Records from a data collection:

------------------------

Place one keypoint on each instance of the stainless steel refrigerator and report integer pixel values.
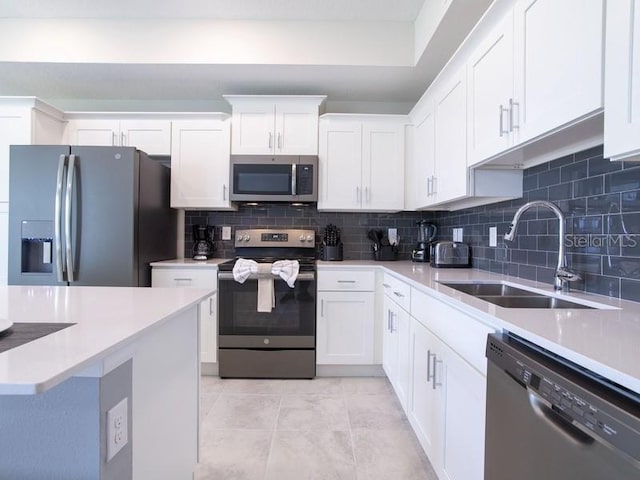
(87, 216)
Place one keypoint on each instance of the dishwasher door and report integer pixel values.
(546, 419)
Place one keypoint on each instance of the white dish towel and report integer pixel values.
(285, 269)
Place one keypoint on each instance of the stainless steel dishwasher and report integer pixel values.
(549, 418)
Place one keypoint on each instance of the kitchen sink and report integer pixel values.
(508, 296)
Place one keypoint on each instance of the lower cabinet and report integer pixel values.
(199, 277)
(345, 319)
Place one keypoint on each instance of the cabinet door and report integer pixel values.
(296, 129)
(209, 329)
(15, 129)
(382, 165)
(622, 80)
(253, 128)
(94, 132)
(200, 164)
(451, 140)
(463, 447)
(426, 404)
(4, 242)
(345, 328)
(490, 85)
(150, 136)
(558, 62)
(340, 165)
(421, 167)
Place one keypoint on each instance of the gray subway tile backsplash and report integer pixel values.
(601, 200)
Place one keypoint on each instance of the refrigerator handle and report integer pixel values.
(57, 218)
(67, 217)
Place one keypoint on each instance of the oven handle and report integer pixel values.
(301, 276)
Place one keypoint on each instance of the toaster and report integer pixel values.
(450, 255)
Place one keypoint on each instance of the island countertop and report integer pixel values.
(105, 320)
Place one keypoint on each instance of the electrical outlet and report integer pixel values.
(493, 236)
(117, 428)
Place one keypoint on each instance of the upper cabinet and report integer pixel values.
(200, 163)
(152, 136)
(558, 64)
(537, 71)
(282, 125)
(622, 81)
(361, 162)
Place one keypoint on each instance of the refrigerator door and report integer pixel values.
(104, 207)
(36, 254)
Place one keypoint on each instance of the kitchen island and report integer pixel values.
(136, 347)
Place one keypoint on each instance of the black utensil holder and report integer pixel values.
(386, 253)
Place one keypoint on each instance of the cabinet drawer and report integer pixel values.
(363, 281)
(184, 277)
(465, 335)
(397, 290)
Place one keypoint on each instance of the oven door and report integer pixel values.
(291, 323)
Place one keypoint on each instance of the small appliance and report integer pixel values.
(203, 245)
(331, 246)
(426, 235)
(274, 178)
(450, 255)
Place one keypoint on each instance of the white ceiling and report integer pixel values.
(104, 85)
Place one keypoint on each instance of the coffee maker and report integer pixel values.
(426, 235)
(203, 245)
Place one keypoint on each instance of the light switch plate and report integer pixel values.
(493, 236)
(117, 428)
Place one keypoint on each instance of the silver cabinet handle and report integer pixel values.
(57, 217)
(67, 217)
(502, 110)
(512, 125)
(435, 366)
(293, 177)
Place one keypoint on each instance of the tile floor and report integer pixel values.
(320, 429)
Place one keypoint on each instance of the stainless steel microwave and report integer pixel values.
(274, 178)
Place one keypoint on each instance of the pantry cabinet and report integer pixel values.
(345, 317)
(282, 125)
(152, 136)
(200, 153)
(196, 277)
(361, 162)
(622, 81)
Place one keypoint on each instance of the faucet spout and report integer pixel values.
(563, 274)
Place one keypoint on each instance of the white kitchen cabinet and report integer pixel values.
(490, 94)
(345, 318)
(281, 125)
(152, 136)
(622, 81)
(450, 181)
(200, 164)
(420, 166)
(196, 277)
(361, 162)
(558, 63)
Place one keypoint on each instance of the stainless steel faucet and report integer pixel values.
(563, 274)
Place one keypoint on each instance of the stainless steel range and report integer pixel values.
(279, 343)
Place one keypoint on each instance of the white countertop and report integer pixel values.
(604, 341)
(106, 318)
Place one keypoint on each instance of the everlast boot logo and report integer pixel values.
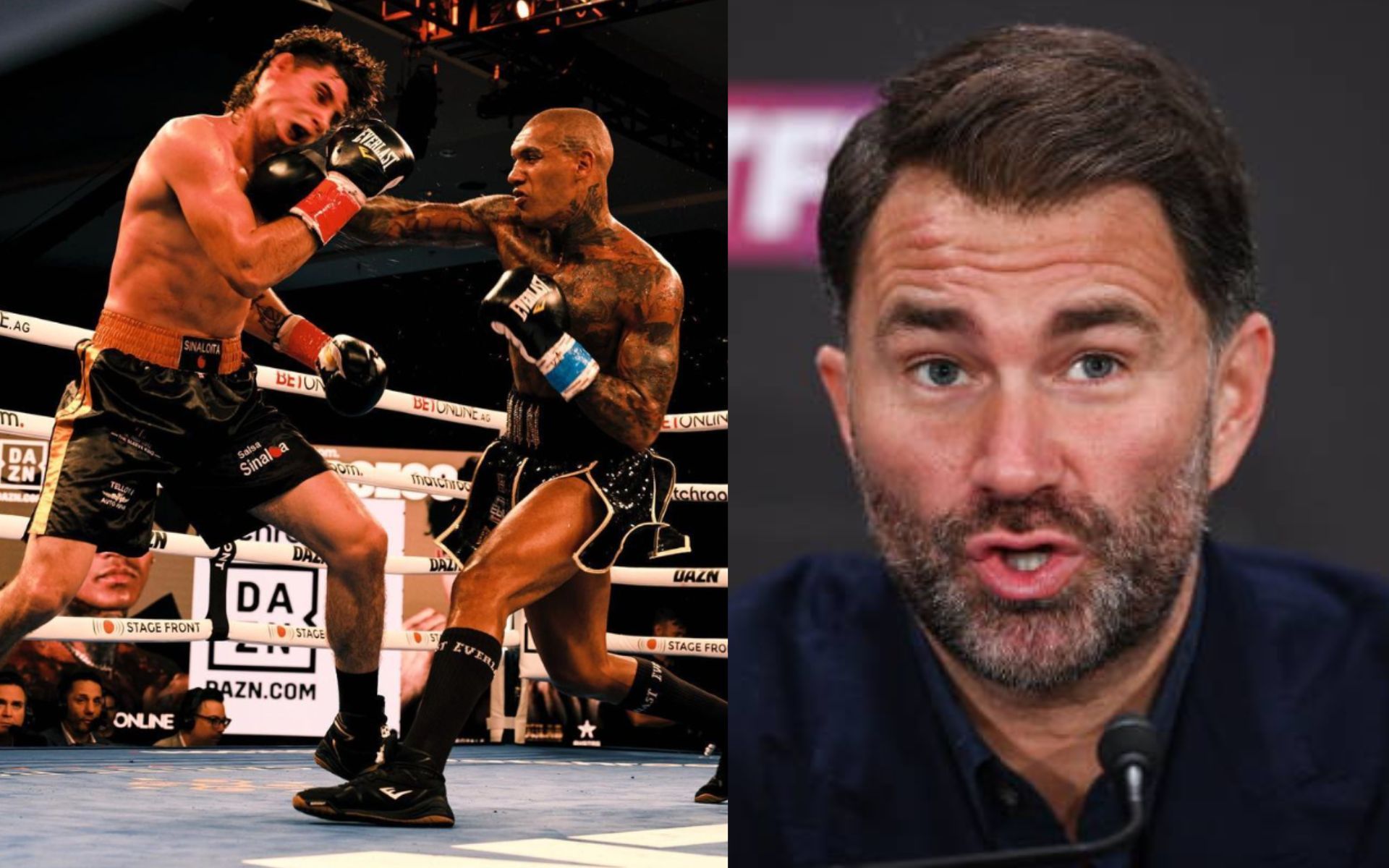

------------------------

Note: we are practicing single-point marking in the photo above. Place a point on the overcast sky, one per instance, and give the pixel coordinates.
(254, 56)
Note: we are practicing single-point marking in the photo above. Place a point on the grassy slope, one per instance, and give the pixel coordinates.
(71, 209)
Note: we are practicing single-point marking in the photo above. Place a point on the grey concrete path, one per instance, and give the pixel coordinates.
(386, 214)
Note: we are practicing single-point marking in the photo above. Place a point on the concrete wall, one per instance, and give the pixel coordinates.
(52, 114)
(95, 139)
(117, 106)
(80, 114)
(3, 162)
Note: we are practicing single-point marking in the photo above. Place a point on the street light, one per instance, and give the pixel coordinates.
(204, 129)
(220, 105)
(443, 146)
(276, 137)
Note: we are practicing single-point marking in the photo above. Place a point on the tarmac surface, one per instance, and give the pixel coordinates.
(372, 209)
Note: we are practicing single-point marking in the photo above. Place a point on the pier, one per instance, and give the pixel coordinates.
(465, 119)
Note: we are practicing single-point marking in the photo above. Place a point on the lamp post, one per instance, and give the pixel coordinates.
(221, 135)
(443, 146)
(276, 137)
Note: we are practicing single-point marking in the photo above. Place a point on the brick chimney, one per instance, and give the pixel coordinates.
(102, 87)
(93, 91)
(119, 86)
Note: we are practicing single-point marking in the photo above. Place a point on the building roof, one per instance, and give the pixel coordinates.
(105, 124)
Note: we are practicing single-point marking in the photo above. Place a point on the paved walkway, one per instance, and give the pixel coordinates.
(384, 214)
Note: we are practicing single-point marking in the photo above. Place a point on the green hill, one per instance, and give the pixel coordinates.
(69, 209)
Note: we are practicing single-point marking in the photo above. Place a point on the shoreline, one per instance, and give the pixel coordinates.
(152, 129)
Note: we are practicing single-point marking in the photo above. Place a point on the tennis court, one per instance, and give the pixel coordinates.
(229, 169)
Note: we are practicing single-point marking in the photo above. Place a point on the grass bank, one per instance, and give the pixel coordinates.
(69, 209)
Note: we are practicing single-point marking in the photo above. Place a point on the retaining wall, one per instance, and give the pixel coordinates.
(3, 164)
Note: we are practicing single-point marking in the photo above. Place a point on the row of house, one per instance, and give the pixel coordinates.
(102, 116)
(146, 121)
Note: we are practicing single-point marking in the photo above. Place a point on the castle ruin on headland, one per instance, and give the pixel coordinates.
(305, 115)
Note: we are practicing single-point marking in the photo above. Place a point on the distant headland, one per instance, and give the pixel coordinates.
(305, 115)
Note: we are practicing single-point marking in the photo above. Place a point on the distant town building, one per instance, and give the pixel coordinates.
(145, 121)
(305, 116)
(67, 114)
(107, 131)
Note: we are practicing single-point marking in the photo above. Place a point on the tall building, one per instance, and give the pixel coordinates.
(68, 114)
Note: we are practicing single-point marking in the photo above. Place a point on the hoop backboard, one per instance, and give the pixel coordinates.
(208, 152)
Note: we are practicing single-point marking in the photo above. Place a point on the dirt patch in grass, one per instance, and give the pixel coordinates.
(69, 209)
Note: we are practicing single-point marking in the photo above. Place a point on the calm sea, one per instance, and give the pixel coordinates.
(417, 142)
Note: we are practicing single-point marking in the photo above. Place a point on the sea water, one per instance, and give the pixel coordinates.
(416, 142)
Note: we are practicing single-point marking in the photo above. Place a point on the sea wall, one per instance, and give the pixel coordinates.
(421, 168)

------------------------

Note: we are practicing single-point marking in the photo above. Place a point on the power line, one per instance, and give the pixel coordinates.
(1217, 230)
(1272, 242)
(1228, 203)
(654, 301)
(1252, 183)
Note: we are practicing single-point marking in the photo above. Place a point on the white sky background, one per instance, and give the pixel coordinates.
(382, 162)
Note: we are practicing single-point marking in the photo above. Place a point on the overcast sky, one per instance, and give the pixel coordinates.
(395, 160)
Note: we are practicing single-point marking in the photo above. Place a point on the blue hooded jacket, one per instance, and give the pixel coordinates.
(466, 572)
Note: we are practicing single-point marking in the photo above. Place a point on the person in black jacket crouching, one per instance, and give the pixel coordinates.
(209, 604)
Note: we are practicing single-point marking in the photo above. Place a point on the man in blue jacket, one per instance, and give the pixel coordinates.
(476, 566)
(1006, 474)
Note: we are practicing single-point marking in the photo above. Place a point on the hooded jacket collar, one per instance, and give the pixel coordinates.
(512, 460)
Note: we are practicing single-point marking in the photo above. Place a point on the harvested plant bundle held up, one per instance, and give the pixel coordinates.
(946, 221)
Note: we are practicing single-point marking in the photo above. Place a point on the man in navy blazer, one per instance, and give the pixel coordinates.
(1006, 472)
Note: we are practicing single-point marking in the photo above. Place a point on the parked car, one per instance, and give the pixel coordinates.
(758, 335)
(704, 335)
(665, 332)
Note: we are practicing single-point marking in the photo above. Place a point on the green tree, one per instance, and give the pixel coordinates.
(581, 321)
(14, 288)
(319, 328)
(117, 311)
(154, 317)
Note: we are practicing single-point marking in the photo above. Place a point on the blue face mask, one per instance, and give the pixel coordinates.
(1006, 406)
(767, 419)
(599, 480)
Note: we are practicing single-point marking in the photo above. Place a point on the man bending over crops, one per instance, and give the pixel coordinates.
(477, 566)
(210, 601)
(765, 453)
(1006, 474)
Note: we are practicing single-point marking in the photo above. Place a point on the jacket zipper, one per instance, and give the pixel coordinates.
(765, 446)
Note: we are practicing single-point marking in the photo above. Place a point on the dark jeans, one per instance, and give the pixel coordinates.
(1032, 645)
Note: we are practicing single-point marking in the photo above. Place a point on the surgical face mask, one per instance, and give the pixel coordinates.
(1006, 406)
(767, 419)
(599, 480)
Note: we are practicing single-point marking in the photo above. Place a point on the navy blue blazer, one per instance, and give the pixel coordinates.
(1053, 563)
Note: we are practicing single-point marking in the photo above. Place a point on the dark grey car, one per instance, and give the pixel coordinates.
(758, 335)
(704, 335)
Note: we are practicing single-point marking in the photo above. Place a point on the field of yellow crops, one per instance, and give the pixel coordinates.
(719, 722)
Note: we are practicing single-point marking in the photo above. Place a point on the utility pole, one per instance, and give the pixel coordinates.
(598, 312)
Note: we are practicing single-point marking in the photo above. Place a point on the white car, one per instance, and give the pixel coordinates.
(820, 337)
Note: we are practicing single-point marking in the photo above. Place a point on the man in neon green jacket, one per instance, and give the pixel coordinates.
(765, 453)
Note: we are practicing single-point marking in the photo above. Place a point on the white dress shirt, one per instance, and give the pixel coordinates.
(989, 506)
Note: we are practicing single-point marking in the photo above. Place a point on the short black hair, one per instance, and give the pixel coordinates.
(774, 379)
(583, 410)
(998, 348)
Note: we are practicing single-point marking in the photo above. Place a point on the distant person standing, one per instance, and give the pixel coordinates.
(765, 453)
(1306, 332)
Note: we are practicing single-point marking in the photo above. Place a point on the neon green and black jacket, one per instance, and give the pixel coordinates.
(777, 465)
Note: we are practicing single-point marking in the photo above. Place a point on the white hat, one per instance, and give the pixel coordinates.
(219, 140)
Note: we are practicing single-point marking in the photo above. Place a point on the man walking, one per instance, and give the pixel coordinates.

------------------------

Of all the entries above, output exactly the lines between the one holding "on the navy" and the one holding "man walking, one", inclusive.

Result of this exercise -
Note: we are practicing single-point marking in the photo above. Place a point on the navy blue blazer, one per instance, and give the pixel coordinates.
(1053, 563)
Note: we are practicing single-point marking in the photo above. Place a point on the dark grey car, one per instance, and give the pixel coordinates.
(758, 335)
(704, 335)
Note: we are practicing single-point marking in the photo above. Place a point on the field of yellow crops, one per instance, and give the pixel coordinates.
(719, 722)
Note: we are practicing single-point marking in the photo above. Place a point on the utility pole, one per instance, and give the pixel coordinates.
(598, 312)
Note: we are practicing single-point marking in the photo above. Place a point on the white car, one per instance, and give the pixel coordinates.
(820, 337)
Note: we are practicing single-point marking in the photo above. Place a point on the man in neon green jacket, one per instance, and give the pixel coordinates.
(765, 453)
Note: we are practicing single-point marking in the photo above. Place a point on the white dress shirt, one per instance, and give the pixel coordinates.
(989, 506)
Note: we are practicing single-point marking in the photo above. Place a point on the short black hair, one per instance, and give the pixel coordinates.
(774, 379)
(583, 410)
(998, 348)
Note: we are practicing single-point marking in the photo above. Place a point on the distant person standing, one per instance, and give the pixel coordinates.
(765, 453)
(1306, 332)
Note: we are practicing single-point marking in the photo above. Place a point on the neon green and black jacket, one per instance, and give the pixel coordinates.
(777, 465)
Note: we are practicing single-point marking in the photo above. Place a point on the white hat, one per instance, and give the pixel coordinates.
(219, 140)
Note: we are practicing single-point marking in the photo above. Place a point on the man walking, one per instance, and give the pixel coordinates.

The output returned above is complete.